■ **Exercise**
Include only the line with "Note: pick out each instance of the map" and the lines after it, each reproduced exactly as it stands in the entries below.

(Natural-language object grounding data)
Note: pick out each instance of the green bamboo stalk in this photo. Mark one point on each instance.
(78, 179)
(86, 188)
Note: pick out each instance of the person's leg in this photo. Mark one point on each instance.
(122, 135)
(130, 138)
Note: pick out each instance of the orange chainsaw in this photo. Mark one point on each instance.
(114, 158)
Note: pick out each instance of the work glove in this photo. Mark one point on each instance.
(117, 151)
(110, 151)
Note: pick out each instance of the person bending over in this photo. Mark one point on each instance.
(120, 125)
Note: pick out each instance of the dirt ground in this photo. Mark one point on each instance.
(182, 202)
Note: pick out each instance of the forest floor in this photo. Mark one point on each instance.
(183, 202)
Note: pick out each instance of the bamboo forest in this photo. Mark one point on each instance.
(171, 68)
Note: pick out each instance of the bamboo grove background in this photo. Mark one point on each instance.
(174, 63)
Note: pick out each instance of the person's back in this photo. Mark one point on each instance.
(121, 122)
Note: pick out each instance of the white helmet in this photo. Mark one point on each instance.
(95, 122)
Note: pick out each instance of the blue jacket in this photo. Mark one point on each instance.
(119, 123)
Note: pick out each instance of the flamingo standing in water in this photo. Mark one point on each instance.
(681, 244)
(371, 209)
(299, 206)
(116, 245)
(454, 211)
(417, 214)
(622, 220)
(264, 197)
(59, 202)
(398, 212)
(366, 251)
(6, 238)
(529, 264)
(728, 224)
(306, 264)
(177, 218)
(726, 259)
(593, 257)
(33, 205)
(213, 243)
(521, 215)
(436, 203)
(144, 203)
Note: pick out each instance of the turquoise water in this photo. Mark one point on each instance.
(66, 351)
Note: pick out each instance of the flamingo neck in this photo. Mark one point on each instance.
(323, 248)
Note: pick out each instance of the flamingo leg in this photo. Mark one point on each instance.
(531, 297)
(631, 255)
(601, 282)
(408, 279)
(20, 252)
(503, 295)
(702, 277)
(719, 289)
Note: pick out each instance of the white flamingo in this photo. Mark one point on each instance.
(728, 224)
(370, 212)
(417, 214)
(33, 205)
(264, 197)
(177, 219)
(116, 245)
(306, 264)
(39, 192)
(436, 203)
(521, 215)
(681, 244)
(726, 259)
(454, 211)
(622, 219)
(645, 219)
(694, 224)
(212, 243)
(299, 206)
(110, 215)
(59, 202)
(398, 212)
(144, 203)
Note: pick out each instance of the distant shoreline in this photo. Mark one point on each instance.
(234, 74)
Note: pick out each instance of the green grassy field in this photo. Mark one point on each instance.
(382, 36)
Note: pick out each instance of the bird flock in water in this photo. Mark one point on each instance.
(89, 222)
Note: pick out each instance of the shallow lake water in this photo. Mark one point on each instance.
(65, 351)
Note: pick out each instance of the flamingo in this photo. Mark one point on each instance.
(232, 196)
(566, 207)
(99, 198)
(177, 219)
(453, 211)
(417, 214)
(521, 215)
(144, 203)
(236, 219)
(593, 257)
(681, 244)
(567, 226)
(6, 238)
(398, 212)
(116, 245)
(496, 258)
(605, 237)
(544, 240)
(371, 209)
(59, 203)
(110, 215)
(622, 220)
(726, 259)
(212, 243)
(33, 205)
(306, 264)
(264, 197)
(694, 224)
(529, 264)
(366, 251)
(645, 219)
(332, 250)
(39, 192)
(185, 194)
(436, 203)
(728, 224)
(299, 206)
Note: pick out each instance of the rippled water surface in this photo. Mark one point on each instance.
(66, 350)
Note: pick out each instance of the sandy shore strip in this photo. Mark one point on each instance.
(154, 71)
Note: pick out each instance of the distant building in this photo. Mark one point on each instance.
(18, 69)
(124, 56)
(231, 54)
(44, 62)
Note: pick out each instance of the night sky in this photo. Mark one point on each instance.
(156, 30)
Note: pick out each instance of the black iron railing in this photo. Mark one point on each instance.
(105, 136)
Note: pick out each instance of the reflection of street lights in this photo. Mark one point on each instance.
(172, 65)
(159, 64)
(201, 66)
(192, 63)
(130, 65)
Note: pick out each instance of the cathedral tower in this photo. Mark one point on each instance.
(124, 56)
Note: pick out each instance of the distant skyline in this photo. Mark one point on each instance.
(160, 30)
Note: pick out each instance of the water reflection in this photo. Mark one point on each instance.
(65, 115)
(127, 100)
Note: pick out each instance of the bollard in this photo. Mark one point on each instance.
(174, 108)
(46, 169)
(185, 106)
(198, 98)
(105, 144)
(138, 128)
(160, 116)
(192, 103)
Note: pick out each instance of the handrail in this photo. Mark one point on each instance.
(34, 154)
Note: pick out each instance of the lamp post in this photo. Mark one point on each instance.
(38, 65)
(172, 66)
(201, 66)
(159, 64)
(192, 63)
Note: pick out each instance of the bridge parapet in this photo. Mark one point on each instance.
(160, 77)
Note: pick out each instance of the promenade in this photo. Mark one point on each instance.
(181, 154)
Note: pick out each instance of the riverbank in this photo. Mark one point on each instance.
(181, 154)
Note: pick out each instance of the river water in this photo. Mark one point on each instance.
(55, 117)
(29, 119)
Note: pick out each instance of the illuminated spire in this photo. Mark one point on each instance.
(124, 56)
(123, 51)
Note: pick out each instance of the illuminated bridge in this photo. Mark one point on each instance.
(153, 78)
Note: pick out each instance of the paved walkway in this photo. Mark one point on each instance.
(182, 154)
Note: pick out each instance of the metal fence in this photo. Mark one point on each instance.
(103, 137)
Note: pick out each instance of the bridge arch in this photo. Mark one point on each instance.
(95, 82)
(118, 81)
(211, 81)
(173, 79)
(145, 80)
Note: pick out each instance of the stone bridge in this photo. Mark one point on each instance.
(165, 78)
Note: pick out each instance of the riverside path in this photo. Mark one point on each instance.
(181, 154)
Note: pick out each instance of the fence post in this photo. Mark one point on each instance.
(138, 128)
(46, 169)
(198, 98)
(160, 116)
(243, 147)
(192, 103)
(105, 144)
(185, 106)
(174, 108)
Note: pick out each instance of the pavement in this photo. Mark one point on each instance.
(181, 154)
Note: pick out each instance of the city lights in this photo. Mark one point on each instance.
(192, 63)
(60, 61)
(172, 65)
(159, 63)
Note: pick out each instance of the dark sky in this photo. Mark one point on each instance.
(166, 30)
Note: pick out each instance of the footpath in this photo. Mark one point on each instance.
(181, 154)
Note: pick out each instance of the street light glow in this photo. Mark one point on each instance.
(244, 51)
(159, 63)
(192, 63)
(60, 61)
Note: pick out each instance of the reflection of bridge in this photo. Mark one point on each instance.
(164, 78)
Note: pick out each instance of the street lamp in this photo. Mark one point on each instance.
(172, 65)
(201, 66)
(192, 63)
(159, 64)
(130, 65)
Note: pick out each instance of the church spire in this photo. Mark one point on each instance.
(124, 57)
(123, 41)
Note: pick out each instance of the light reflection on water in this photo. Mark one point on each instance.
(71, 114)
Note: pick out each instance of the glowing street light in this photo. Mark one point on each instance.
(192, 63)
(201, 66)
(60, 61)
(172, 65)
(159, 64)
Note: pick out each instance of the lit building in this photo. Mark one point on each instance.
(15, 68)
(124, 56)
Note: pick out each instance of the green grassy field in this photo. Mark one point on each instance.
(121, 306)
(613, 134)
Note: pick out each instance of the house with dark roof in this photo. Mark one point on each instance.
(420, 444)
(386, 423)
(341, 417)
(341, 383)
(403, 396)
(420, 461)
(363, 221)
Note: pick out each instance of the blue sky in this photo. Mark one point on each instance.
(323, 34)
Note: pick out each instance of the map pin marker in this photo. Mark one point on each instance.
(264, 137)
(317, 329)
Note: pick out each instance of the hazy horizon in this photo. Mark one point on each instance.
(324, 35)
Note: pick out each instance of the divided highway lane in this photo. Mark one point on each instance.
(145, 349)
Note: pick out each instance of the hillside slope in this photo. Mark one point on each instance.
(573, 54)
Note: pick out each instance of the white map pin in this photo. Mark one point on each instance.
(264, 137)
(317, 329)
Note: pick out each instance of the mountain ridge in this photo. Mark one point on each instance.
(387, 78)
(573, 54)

■ **Finished task**
Note: pick out each instance of the map pin marker in this photo. Mark one point on each instance.
(264, 137)
(317, 329)
Note: pick out each instance of the hazy horizon in this photo. Mark one point on each instance.
(324, 35)
Note: pick out each instance of the divided highway lane in this photo. Mark one point on each instance.
(145, 349)
Note: pick out each instance of the hillside slope in this photo. Mark one point on each instance.
(573, 54)
Note: pick out each instance of the white map pin in this photo. Mark one point on each instance.
(264, 137)
(317, 329)
Note: pick out each instance of the mountain ridge in this photo. Mark one point on each instance.
(387, 78)
(573, 54)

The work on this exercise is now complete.